──────── Bacaan yang Diberikan ────────

EKSISTENSI
MAHASISWA DALAM MENGHADAPI ERA MILlENNIAL
- Pendahuluan
Dunia abad 21 akan memasuki babak baru di dalam peradaban umat manusia.
Milenium ketiga merupakan abad informasi sesudah masa industri yang juga
ditandai dengan berkembangnya ilmu pengetahuan yang pada prinsipnya dapat
dimiliki oleh semua manusia. Karena itu pula pada masa itu disebut dengan era
munculnya suatu masyarakat belajar (learning society) atau suatu masyarakat
ilmu pengetahuan (knowledge society). Hal Ini berarti bahwa seseorang yang
dapat survive adalah orang-orang yang menguasai ilmu pengetahuan.
Di dalam masyarakat ilmu pengetahuan (knowledge society) tentu saja
“mahasiswa Islam” sebagai masyarakat yang memiliki integritas dan intelektual
diharapkan peka dan cepat merespon segala bentuk perubahan sekaligus memberi
jawaban terhadap segala persoalan yang muncul sebagai akibat dari kemajuan Ilmu
pengetahuan dan Teknologi. Pada masa ini, masyarakat kampus diharapkan tidak
lagi hanya menjadi masyarakat “konsumen” atau masyarakat pendengar, pemakai dan
penonton tetapi mampu menjadi masyarakat “produsen”. Yang menjadi pelaku dari
skenario perkembangan zaman.
Generasi Y (generasi millennial) adalah generasi yang lahir pada
era 80-90an. Banyak istilah popular tentang generasi ini; connected /
digital generation atau gen why yang identik dengan karakter berani,
inovatif, kreatif, dan modern. Generasi millennial merupakan generasi
modern yang aktif bekerja, penelitian, dan berpikir inovatif tentang
organisasi, memiliki rasa optimisme dan kemauan untuk bekerja dengan
kompetitif, terbuka, dan fleksibel. Di lain sisi, generasi Baby Boomers/generasi
X (generasi yang lahir pada era 65-89 an) dibesarkan di dalam suatu organisasi
dengan struktur organisasi yang hierarkhis dan struktur manajemen yang datar
sehingga sistem kerjasama yang timbul di dalam organisasi didasarkan pada
tuntutan pekerjaan (teamwork-based job roles).

────────

→ Soal Latihan 1:
Menurut bacaan tentang mahasiswa di era milenial, generasi Y lahir pada era berapa?
→ Soal Latihan 2:
Terjemahkan kalimat dari bacaan tentang mahasiswa di era milenial ini ke dalam bahasa Inggris: "Dunia abad 21 akan memasuki babak baru di dalam peradaban umat manusia."

──────── Bahan yang Diberikan ────────

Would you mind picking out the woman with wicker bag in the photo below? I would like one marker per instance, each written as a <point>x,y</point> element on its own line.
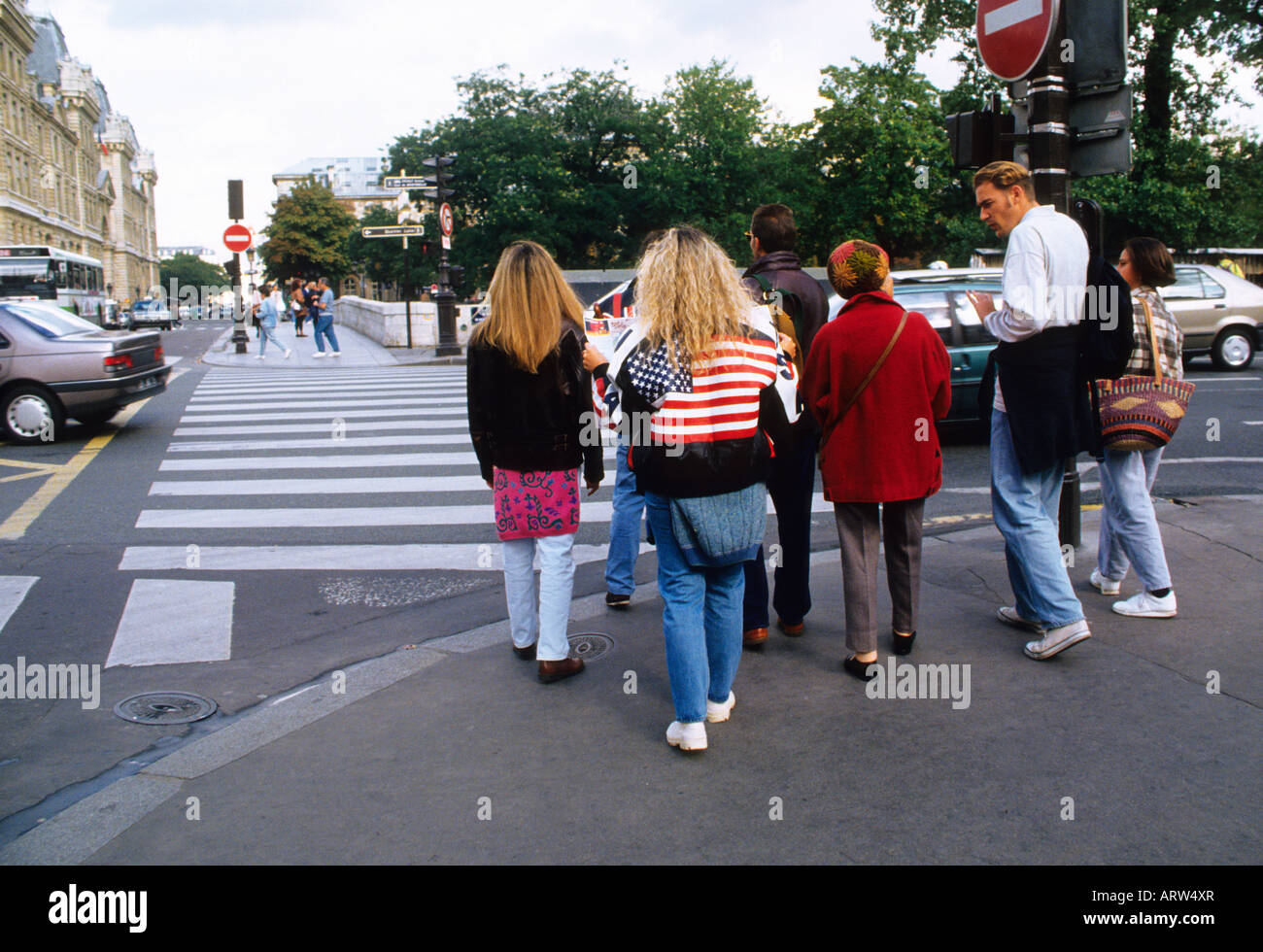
<point>1129,527</point>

────────

→ Jawaban Latihan 1:
Generasi Y lahir pada era 80-90an.

→ Jawaban Latihan 2:
The world of the 21st century will enter a new chapter in human civilization.